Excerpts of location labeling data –
○ ○ ○ ○ ○

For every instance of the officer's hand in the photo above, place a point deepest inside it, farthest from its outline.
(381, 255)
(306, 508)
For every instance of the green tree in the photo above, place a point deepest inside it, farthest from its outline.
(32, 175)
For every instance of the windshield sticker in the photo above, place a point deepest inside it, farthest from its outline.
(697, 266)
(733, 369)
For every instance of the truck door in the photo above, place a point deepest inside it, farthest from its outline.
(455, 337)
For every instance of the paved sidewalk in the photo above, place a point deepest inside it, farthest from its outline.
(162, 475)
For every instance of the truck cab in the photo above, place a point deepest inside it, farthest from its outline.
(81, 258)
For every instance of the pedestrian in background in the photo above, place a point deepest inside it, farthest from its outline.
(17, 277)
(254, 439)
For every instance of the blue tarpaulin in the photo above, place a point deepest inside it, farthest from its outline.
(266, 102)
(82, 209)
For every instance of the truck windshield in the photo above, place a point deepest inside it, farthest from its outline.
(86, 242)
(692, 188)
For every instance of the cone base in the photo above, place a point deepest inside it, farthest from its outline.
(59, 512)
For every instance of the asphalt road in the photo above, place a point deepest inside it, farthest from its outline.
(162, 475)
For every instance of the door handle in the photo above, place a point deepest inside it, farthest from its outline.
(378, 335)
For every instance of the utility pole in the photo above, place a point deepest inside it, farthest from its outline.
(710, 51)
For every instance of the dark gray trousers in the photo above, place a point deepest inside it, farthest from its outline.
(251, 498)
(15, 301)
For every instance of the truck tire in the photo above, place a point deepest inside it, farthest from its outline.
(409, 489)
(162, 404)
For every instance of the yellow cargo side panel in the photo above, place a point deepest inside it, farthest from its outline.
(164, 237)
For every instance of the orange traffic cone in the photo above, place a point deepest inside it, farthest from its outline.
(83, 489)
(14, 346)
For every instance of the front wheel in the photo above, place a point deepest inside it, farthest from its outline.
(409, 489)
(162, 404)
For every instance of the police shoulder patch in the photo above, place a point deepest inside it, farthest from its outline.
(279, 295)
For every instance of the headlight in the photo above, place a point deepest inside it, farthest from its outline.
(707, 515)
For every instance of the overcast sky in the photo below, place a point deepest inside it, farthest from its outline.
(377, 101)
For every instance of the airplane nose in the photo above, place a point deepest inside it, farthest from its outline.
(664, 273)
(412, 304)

○ ○ ○ ○ ○

Job – Restate every entry word for word.

Exercise output –
For every instance of the officer's hand in the photo above, place a point deepest inside it, farthest from its outline.
(381, 255)
(306, 508)
For every instance of the green tree in the photo above, place a point deepest inside it, farthest from its outline.
(32, 175)
For every instance of the windshield sticker in the photo above, place a point deepest inside it, farthest from its outline.
(697, 266)
(733, 369)
For every instance of the truck door in the photo above, place a point deepest inside it, farthest from its outline.
(455, 337)
For every instance of the paved sidewalk in the photo above, place a point deepest inside it, farthest from its outline.
(162, 475)
For every instance of the truck cab in the photo above, place a point deepest inside it, farthest from its outline.
(81, 258)
For every instance of the pedestrian in background in the photo above, place a point deepest inside it, farthest from its outline.
(17, 277)
(254, 439)
For every instance of the blue tarpaulin in the photo above, place a point deepest inside it, farthest from its outline.
(266, 102)
(82, 209)
For every instance of the truck windshield in the photo above, place a point deepest inside it, farthest from its outline.
(86, 242)
(692, 188)
For every instance of the cone base in the photo above, place a point deepest inside it, farthest from its outline.
(59, 512)
For every instance of the asphalt road in the photo above, place a point deepest inside it, farthest from its outline.
(162, 475)
For every instance of the door handle in the photo above, place a point deepest inside it, farthest from its outline.
(378, 335)
For every instance of the utility pole in the photo above, place a point deepest inside it, farthest from its outline.
(710, 51)
For every instance of the dark gray trousers in the photo above, place a point deepest inside it, farthest from its outline.
(251, 498)
(15, 301)
For every instance of the truck tire in the photo above, place a point deepest inside it, farthest from its outline.
(409, 489)
(162, 404)
For every instance of the yellow cargo side panel in the photo above, place a point deepest inside it, farthest from its outline.
(164, 237)
For every instance of the orange traffic cone in the photo above, place a point deepest inside it, farthest from its outline.
(83, 489)
(14, 346)
For every instance of the front wheel in the photo above, place a point deepest inside it, farthest from its outline.
(409, 489)
(162, 404)
For every instance of the police shoulder patch in the photo above, place a point deepest inside it, farthest from its outline.
(279, 295)
For every instance of the headlight in the photo above, place a point deepest inside it, farthest from its outline.
(707, 515)
For every instance of the overcast sky in the photo below, place a point deepest inside it, farthest from its outline.
(377, 101)
For every instance of the airplane nose in the photo above, place a point deepest inside it, farthest from its outline.
(664, 273)
(412, 304)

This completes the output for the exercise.